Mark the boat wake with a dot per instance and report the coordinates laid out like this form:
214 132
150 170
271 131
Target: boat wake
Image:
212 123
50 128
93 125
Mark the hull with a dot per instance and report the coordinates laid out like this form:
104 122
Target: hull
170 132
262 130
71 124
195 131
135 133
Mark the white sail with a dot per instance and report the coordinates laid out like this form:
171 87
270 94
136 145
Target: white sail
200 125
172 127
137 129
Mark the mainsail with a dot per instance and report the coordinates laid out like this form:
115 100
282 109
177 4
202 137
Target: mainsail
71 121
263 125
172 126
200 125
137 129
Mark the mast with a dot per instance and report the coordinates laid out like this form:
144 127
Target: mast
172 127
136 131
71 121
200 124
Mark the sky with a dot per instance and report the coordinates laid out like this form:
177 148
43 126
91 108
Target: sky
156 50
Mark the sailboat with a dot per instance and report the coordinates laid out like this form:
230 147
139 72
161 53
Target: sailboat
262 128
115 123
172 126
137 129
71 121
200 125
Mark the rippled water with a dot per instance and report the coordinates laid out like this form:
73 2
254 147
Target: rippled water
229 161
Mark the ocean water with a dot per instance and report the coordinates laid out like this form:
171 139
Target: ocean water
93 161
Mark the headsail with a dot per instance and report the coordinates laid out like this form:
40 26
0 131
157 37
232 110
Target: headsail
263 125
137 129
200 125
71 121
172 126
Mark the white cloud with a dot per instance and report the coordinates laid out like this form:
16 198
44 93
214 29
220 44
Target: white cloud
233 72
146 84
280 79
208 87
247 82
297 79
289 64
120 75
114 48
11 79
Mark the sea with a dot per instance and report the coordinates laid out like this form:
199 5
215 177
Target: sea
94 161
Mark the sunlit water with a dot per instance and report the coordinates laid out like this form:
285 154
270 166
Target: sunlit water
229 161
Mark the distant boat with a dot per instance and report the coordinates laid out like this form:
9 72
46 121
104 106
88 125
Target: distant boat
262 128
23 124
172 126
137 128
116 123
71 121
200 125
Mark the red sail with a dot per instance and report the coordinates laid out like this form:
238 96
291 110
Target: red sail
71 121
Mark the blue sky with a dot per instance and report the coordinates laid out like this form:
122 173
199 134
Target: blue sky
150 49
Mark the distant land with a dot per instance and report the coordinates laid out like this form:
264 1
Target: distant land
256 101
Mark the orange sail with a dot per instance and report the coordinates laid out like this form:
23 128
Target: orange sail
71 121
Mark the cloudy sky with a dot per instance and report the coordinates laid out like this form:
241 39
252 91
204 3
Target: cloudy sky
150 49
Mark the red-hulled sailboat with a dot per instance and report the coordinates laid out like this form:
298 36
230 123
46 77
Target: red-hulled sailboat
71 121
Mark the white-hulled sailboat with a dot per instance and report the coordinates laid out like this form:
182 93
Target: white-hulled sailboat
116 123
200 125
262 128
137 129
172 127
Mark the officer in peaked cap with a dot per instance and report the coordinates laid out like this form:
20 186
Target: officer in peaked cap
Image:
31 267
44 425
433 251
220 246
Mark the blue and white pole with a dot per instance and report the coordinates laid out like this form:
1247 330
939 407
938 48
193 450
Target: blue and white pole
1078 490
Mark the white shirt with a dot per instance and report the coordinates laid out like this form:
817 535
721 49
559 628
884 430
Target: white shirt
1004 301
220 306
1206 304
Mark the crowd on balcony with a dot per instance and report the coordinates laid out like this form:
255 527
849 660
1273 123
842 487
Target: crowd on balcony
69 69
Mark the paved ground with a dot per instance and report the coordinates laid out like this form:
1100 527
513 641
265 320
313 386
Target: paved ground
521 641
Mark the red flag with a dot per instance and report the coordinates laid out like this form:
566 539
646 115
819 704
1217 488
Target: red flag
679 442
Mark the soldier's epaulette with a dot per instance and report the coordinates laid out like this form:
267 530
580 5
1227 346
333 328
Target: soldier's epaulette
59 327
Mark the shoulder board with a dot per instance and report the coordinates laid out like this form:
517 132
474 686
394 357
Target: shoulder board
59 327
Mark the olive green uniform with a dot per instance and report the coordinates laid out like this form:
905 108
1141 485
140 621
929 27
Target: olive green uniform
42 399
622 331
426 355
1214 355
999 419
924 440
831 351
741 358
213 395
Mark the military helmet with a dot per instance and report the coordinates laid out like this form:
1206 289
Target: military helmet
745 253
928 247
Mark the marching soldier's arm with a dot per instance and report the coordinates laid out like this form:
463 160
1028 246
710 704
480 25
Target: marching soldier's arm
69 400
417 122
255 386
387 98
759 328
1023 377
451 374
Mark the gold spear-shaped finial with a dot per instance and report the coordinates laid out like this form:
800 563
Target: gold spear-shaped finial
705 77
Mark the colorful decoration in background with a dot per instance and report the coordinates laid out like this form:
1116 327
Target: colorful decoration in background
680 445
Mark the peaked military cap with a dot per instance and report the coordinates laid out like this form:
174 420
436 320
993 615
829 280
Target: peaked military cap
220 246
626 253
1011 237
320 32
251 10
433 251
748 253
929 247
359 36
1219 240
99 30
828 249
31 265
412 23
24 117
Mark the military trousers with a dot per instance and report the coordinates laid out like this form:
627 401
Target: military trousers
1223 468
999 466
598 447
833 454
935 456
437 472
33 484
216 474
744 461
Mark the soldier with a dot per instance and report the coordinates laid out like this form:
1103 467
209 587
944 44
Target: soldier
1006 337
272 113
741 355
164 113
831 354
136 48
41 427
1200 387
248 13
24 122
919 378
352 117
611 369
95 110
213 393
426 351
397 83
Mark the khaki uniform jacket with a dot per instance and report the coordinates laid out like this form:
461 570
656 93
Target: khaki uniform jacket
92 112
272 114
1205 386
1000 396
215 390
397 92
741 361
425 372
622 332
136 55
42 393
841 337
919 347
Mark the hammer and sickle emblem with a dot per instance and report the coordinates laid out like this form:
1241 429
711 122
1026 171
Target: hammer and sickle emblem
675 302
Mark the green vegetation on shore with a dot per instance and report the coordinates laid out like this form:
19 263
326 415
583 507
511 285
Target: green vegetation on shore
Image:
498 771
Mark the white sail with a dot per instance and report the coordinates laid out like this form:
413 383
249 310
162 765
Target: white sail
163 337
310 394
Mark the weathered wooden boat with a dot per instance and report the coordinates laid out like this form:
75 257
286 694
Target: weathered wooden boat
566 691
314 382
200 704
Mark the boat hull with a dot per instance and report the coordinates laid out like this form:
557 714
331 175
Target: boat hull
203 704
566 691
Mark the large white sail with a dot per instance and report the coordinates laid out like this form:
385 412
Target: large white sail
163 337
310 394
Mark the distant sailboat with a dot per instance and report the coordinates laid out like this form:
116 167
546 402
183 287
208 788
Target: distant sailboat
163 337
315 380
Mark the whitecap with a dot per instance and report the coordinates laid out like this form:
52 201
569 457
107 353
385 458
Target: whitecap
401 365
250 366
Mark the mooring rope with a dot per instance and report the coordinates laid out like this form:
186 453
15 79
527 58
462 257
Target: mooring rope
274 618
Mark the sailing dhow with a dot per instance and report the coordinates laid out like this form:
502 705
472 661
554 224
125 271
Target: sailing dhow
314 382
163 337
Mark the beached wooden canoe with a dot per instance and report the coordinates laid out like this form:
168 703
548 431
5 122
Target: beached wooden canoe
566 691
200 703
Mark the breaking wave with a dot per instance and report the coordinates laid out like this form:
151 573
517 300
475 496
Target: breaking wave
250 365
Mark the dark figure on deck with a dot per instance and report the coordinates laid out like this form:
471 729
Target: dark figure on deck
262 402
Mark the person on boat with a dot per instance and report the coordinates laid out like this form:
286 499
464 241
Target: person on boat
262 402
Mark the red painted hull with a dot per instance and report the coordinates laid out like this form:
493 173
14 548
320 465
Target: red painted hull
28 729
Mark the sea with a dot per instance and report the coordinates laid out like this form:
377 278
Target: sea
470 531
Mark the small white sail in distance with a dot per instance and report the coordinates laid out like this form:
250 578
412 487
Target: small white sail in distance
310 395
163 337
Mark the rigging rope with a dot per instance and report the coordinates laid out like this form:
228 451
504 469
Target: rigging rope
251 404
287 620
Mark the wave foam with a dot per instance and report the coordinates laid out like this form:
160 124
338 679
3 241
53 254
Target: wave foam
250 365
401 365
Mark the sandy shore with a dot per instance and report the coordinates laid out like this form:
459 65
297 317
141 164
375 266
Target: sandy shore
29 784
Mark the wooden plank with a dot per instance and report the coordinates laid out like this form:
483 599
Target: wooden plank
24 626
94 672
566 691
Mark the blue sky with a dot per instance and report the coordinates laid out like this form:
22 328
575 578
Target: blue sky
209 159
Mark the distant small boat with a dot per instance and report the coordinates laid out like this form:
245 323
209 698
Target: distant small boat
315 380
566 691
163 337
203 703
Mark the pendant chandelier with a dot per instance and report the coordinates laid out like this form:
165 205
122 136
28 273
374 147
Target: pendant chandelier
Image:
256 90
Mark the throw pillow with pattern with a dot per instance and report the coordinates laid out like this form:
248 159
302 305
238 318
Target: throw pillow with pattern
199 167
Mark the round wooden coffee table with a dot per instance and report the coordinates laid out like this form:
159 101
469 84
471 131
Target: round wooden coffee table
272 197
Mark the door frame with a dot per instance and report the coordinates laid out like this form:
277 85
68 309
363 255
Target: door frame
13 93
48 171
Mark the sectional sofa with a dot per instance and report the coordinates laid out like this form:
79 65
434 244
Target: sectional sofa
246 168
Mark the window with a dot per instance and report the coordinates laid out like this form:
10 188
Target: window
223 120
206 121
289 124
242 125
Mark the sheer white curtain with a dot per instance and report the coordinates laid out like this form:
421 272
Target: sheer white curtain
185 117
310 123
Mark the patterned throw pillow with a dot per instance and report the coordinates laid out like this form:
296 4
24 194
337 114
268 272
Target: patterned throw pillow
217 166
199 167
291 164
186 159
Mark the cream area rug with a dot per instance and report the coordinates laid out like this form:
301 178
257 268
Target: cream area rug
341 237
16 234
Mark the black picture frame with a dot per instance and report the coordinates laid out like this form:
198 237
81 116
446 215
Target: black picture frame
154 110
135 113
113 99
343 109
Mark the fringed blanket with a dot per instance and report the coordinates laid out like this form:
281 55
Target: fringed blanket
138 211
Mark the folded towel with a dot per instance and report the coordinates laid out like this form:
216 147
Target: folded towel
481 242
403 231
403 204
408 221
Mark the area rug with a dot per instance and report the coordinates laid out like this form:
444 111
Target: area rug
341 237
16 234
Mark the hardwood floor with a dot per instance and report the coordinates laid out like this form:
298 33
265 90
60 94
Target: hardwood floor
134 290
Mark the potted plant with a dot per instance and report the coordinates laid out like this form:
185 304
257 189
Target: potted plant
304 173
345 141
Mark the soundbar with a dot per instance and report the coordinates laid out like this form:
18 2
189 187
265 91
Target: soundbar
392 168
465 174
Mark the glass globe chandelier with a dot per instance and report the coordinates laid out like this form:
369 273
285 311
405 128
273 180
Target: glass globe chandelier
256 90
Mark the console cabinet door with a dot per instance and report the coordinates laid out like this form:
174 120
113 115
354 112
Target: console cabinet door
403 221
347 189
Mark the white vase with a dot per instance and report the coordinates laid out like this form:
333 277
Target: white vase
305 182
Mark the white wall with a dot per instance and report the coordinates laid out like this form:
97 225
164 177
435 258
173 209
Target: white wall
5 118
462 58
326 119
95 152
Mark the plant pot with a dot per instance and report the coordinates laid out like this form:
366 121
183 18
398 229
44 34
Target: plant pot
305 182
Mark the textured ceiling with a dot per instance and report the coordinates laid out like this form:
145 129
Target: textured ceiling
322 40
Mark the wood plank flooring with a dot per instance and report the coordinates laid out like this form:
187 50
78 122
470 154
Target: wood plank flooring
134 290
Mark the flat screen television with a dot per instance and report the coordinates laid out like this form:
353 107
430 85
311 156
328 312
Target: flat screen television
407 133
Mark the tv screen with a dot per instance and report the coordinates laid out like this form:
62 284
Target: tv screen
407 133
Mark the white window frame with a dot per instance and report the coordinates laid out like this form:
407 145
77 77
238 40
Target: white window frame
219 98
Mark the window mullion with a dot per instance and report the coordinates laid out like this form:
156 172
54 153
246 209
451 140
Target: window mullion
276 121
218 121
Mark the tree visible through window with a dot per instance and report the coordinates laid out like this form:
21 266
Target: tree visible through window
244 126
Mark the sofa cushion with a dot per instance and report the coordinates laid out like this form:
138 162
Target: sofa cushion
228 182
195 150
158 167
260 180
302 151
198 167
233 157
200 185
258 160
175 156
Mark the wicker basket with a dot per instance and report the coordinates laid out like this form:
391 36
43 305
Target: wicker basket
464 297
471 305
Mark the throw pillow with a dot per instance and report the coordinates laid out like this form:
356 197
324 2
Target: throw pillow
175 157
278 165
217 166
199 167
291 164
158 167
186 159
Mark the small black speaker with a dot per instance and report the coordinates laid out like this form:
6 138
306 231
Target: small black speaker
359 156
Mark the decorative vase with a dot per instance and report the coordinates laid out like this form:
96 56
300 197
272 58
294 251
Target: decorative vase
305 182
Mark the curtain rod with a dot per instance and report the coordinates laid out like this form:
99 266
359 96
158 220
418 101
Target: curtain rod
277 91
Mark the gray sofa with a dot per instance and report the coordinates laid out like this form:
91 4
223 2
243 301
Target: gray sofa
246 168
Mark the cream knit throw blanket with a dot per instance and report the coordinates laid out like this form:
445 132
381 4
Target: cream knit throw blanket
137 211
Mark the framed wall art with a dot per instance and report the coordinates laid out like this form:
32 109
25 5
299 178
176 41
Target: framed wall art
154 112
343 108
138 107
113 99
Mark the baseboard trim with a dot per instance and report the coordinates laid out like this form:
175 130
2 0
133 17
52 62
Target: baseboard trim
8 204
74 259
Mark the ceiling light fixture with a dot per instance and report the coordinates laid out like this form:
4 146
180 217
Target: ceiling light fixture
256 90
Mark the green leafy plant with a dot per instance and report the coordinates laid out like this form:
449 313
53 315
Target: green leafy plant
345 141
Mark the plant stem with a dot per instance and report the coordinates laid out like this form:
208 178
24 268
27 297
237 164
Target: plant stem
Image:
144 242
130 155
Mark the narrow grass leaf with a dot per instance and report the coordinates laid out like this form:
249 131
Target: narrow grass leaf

----------------

Take the lines above from the one holding "Mark the curtain" to the last and output them exactly.

Mark the curtain rod with a dot per instance and report the coordinates laid out like this form:
99 266
359 96
158 220
418 101
Target: curtain rod
277 91
Mark the gray sofa with a dot per instance and report the coordinates laid out like this form:
91 4
223 2
243 301
Target: gray sofa
246 168
Mark the cream knit throw blanket with a dot per instance and report the coordinates laid out like this form:
445 132
381 4
Target: cream knit throw blanket
137 211
Mark the framed wall art with a dot per instance and report the coordinates laid out like this form:
32 109
25 5
299 178
176 41
Target: framed wall art
154 112
343 108
138 107
113 99
Mark the baseboard trim with a dot per instance and report the coordinates laid out like this form:
175 130
2 0
133 17
52 62
Target: baseboard trim
8 204
74 259
Mark the ceiling light fixture with a dot per instance and report the coordinates laid out like this form:
4 146
180 217
Target: ceiling light fixture
256 90
Mark the green leafy plant with a dot per instance and report the coordinates laid out like this form:
449 313
53 315
Target: green leafy plant
345 141
Mark the plant stem with a dot per instance and report the coordinates laid out like this form:
208 178
24 268
27 297
237 164
Target: plant stem
Image:
144 242
130 155
Mark the narrow grass leaf with a dot per instance and report the coordinates laid out like this form:
249 131
Target: narrow grass leaf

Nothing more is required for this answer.